Required action 1
In the care-planning text, which coping strategies should predominate in patients when the course of care is planned?
Required action 2
From the care-planning text, return the passage that begins at the words "Further, problem analysis" and stops after "need for protection.".

Planning Care for the Illness Group

It is worthy of mentioning that the analysis of coping skills is crucial for care plan development for the illness group. As per the results of the interview, it can be evidenced that on the one hand, the individuals with chronic kidney disease utilize the protective mechanisms, and on the other, there is the difference between them in the parameter of activity – passivity (Backman, 2013). The most productive direction during the course of care is the active cooperation of the patient in the diagnosis and treatment process, an active search for support in the therapeutic and social environment.

Further, problem analysis of the disease and its consequences and a reasonable degree of ignoring the disease as well as a humorous approach to it (a certain distancing with regard to disease) are important. It is crucial to note that it is rather difficult to carry out structural modification of psychological defense mechanisms or its removal even if the specialist has created a stable empathic communication with the patient, which weakens and reduces the need for protection.

In this case, the most expedient focus of therapeutic work should be to maintain and develop the patient’s coping mechanisms and skills (Daugirdas, 2012). When planning the course of care, the predominant coping strategies in patients should be self-control, planning solution to the problem, and optimism. The passive and non-constructive strategies of coping with stress such as escape-avoidance, which indicate the quality of the adaptive capabilities of the patients, should be eliminated.

Supplied information
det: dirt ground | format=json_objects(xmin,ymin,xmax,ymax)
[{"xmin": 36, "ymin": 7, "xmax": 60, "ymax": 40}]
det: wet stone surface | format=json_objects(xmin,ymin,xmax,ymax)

Written solution 1
Self-control, planning solution to the problem, and optimism.

Written solution 2
Further, problem analysis of the disease and its consequences and a reasonable degree of ignoring the disease as well as a humorous approach to it (a certain distancing with regard to disease) are important. It is crucial to note that it is rather difficult to carry out structural modification of psychological defense mechanisms or its removal even if the specialist has created a stable empathic communication with the patient, which weakens and reduces the need for protection.